Can you retype the items word for word, starting with the first line and going on through the line that contains "POLYGON ((12 185, 28", with both of those lines included?

(Items from an annotation dataset)

————————

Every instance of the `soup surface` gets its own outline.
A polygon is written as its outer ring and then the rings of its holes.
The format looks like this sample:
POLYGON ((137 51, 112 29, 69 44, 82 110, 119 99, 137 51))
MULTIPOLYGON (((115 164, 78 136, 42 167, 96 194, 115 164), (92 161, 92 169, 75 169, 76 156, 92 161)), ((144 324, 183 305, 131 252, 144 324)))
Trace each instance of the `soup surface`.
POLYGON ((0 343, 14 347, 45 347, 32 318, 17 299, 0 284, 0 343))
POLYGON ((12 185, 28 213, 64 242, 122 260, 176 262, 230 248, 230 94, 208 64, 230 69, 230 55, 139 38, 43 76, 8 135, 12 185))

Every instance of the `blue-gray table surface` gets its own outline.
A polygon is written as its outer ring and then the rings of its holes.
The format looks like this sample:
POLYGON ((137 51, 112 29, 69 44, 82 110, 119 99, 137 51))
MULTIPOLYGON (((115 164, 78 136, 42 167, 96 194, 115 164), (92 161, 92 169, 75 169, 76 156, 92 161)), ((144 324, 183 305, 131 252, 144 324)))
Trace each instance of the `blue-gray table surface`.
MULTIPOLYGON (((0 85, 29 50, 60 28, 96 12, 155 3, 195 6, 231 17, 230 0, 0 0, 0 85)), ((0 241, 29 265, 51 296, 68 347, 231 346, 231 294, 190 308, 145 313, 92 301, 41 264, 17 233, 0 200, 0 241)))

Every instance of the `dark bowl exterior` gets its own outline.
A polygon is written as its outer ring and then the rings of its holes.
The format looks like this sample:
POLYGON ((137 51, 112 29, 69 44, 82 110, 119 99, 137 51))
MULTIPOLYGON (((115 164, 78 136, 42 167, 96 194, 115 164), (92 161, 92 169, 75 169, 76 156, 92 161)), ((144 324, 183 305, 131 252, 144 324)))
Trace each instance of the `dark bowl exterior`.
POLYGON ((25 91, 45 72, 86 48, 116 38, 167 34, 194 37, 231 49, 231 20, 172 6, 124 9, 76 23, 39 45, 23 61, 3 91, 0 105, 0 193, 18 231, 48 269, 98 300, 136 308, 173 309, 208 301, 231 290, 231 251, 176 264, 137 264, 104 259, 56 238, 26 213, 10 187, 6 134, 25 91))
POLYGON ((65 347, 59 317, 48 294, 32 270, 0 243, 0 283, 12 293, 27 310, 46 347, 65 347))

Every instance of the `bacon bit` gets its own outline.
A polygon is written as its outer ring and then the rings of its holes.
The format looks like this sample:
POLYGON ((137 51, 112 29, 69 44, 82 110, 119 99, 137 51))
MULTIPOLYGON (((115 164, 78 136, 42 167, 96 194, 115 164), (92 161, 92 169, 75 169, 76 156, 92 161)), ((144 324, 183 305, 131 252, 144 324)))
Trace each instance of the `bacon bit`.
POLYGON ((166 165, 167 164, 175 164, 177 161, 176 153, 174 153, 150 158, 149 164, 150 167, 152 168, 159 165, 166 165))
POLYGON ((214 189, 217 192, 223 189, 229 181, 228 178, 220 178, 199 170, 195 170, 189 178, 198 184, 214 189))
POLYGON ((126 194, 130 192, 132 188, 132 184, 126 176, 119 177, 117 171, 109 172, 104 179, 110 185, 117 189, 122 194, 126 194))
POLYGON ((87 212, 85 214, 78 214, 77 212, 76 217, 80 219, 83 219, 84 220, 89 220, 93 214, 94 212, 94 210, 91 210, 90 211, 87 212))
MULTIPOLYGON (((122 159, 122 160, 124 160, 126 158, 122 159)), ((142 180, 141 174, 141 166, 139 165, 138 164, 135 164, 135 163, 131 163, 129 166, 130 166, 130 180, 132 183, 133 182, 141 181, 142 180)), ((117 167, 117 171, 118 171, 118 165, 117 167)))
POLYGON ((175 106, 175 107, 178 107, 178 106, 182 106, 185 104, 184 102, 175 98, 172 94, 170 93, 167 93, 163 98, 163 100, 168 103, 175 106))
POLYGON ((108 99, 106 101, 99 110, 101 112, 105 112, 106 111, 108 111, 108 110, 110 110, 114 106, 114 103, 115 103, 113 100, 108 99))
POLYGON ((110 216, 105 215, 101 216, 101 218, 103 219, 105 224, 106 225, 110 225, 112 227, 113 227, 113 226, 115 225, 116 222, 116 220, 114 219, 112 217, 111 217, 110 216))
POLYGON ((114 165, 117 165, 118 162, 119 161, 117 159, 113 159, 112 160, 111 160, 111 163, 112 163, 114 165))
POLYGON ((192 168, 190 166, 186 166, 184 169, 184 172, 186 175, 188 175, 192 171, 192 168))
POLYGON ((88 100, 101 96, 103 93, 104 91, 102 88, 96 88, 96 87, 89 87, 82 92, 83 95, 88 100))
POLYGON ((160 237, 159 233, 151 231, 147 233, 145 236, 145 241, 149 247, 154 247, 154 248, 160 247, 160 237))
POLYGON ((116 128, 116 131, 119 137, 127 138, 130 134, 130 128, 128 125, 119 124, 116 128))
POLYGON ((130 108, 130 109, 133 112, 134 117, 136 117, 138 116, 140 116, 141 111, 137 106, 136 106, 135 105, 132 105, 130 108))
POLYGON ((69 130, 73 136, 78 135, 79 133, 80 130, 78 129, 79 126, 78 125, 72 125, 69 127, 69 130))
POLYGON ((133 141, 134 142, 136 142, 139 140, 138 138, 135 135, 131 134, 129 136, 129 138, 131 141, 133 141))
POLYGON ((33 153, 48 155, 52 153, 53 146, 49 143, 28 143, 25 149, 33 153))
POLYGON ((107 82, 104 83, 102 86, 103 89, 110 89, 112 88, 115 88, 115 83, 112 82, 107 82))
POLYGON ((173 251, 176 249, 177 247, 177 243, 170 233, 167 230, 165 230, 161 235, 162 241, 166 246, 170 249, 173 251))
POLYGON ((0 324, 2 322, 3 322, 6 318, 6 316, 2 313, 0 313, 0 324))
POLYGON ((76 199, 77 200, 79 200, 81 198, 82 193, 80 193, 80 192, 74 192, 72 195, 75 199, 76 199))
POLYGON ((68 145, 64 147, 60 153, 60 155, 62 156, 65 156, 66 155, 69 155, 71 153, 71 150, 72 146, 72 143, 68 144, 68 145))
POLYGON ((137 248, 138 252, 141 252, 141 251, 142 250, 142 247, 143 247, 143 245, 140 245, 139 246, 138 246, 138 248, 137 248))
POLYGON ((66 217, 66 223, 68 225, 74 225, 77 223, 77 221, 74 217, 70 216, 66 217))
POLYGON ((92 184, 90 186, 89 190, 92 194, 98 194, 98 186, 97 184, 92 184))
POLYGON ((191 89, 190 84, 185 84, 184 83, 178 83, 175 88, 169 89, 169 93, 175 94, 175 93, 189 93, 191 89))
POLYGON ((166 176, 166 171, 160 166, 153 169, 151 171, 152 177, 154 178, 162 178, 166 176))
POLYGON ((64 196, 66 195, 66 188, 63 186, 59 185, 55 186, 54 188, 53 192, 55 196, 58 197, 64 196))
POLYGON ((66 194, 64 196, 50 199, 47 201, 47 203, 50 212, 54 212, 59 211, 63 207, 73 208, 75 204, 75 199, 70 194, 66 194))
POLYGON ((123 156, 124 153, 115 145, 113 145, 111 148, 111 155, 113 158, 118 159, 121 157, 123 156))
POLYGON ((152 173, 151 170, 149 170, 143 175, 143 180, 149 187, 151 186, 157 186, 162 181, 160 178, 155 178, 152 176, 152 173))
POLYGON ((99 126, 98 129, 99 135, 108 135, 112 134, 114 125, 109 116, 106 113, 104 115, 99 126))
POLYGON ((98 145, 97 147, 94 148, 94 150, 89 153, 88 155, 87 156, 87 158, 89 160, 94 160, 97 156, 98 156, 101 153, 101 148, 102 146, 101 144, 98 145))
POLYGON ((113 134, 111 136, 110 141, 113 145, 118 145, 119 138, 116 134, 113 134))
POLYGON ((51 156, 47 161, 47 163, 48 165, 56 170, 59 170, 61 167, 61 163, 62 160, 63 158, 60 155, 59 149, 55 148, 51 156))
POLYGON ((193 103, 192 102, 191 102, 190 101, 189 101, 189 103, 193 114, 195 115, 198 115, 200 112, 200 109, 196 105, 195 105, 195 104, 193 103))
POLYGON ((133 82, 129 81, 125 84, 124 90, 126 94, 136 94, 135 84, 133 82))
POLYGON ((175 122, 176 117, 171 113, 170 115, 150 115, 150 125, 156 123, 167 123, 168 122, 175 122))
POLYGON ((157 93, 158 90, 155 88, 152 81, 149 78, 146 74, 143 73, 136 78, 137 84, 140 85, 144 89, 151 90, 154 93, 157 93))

————————

• _THE COMPLETED TASK_:
Every instance of the `soup surface` gets its own outline.
A polygon is written as its outer ring and then the rings of its holes.
The format looks like this sample:
POLYGON ((137 51, 112 29, 69 44, 82 110, 119 99, 137 51))
MULTIPOLYGON (((115 164, 78 136, 42 167, 96 194, 115 164), (92 161, 92 169, 75 169, 76 156, 92 161)), ((144 324, 183 305, 131 252, 144 324)))
Trace each instance of the `soup surface`.
POLYGON ((0 343, 14 347, 45 347, 32 318, 17 299, 0 284, 0 343))
POLYGON ((12 185, 28 213, 64 242, 122 260, 176 262, 230 248, 230 94, 208 64, 230 69, 230 55, 139 38, 43 76, 8 135, 12 185))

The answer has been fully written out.